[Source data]
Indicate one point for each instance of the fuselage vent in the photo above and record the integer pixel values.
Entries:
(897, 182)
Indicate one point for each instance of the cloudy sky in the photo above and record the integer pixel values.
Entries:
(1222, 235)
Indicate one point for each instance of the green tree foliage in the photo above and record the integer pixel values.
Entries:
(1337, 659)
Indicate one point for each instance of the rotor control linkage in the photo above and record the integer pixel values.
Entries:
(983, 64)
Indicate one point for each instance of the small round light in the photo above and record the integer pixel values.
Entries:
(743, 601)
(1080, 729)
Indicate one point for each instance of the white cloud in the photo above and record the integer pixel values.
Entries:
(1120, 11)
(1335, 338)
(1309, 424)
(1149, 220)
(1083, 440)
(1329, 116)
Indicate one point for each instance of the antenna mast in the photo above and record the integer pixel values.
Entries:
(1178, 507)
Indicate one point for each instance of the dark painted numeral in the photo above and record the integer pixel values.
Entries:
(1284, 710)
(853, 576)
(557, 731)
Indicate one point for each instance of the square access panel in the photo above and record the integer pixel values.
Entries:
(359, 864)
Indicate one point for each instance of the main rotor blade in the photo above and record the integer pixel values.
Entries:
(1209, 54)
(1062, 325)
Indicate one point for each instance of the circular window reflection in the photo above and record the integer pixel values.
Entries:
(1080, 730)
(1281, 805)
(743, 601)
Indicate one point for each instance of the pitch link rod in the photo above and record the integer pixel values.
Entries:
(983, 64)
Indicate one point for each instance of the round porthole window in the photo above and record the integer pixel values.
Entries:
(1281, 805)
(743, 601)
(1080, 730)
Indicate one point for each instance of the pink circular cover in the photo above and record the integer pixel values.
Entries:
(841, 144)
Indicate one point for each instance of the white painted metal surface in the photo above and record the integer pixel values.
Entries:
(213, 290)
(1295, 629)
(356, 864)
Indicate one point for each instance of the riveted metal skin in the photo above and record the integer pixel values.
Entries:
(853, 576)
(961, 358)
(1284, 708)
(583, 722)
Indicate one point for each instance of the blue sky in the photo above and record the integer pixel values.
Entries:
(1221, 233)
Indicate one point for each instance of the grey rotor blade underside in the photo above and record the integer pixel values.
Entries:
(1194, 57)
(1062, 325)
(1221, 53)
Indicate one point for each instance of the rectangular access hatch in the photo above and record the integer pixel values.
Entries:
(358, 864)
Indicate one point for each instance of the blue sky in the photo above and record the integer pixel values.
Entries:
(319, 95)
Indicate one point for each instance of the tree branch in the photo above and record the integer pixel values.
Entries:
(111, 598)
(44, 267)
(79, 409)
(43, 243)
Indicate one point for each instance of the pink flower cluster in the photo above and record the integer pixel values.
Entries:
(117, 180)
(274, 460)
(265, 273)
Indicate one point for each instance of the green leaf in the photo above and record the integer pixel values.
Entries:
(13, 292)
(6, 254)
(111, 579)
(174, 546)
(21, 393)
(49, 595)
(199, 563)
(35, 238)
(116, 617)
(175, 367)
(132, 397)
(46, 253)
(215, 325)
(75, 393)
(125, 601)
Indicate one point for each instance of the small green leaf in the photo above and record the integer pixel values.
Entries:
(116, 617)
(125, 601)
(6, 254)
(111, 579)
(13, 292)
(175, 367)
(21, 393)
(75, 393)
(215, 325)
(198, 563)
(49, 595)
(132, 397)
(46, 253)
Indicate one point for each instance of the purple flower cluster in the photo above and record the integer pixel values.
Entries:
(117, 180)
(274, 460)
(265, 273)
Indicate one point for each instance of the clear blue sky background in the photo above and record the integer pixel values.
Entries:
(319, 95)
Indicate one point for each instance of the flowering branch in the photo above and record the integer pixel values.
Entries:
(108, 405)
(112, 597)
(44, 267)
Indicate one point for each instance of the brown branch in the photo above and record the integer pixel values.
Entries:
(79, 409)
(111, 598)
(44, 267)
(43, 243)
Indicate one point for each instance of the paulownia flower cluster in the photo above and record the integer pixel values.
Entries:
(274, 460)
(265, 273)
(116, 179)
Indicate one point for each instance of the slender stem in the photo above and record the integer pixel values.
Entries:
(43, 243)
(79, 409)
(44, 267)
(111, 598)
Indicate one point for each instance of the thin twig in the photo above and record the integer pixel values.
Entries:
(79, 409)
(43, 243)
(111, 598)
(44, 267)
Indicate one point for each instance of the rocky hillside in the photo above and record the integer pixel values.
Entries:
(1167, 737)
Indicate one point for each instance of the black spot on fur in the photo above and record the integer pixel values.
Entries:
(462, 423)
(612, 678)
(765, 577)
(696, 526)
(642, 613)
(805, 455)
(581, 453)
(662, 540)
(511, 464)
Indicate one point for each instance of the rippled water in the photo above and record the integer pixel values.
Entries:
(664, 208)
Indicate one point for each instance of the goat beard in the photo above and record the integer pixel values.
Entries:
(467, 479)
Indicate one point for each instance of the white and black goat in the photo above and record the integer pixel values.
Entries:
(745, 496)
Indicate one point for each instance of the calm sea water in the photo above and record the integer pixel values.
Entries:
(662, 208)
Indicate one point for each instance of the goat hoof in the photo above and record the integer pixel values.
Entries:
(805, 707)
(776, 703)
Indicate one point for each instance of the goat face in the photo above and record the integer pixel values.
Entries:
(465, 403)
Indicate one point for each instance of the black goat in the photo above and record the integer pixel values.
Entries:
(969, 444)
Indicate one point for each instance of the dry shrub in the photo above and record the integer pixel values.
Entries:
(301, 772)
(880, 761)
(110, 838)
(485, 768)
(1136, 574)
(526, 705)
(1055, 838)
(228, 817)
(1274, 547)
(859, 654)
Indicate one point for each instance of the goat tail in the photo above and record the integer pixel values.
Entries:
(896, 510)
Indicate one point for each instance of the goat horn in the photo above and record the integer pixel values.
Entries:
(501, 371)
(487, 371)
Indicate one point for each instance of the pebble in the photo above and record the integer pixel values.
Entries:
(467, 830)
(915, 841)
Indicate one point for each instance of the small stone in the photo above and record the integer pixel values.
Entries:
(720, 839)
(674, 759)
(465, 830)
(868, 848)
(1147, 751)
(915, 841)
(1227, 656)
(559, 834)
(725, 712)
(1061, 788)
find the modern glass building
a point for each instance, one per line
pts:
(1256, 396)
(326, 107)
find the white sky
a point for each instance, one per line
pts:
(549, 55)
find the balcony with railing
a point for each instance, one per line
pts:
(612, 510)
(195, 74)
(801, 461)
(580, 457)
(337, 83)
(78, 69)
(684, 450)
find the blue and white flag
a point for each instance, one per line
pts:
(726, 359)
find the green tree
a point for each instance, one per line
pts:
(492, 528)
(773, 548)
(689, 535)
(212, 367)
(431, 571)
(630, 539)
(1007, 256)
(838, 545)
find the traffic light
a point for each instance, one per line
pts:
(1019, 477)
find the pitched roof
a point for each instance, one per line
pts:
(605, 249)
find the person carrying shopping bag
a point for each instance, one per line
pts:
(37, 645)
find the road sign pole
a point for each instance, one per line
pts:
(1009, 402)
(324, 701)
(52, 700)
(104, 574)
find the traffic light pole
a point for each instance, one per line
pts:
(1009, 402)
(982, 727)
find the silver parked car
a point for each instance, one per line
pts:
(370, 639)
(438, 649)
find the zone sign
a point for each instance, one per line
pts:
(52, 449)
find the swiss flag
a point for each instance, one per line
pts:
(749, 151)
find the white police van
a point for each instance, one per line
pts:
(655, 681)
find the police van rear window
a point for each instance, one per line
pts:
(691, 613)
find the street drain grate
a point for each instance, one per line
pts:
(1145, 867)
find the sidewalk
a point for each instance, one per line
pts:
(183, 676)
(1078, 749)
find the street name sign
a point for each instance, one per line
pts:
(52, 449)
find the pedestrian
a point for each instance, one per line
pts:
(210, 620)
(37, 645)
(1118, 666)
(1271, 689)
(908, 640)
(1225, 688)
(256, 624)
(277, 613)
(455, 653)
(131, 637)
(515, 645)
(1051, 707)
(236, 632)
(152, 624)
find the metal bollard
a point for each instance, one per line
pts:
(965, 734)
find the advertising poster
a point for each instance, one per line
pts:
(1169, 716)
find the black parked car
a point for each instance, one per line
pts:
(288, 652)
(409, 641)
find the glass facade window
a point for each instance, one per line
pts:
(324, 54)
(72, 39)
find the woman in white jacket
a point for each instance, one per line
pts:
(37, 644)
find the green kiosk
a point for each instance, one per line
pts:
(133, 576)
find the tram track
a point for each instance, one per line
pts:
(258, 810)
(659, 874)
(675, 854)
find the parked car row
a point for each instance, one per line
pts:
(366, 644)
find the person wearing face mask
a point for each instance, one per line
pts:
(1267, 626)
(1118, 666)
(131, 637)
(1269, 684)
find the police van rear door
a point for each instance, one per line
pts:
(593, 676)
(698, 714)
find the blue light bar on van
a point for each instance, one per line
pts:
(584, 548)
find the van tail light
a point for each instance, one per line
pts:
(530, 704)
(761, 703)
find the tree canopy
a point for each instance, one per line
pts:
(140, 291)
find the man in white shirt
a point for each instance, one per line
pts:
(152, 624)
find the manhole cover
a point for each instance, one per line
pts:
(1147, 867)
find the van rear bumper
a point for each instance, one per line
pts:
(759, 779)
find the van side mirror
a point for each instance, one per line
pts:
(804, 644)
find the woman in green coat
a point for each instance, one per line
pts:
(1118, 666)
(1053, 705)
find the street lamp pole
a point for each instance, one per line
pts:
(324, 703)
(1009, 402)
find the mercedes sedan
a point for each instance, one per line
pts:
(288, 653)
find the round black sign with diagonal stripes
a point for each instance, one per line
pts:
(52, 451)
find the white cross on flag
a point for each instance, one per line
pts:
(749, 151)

TASK OBJECTIVE
Transcribe the records from their first line. Stop after the line with "Indicate one point for each instance of the antenna", including it.

ANSWER TO THIS TASK
Indicate one point for each instance of the fuselage vent in the photo above and record the integer pixel values.
Entries:
(897, 182)
Indicate one point for each instance of the cloudy sky in the photo above and record the integer pixel values.
Entries:
(1222, 235)
Indicate one point for each instance of the green tree foliage in the photo above and record the integer pixel values.
Entries:
(1337, 659)
Indicate one point for each instance of the rotor control linkage in the photo above and record the integer pixel values.
Entries:
(983, 64)
Indicate one point for each instance of the small round light in the photo above and record the integer pixel values.
Entries:
(743, 601)
(1080, 729)
Indicate one point for each instance of the white cloud in the photo above and record the integer pixel values.
Entries:
(1120, 11)
(1335, 338)
(1309, 424)
(1149, 220)
(1083, 440)
(1329, 116)
Indicate one point for each instance of the antenna mast in the photo above and record the integer pixel values.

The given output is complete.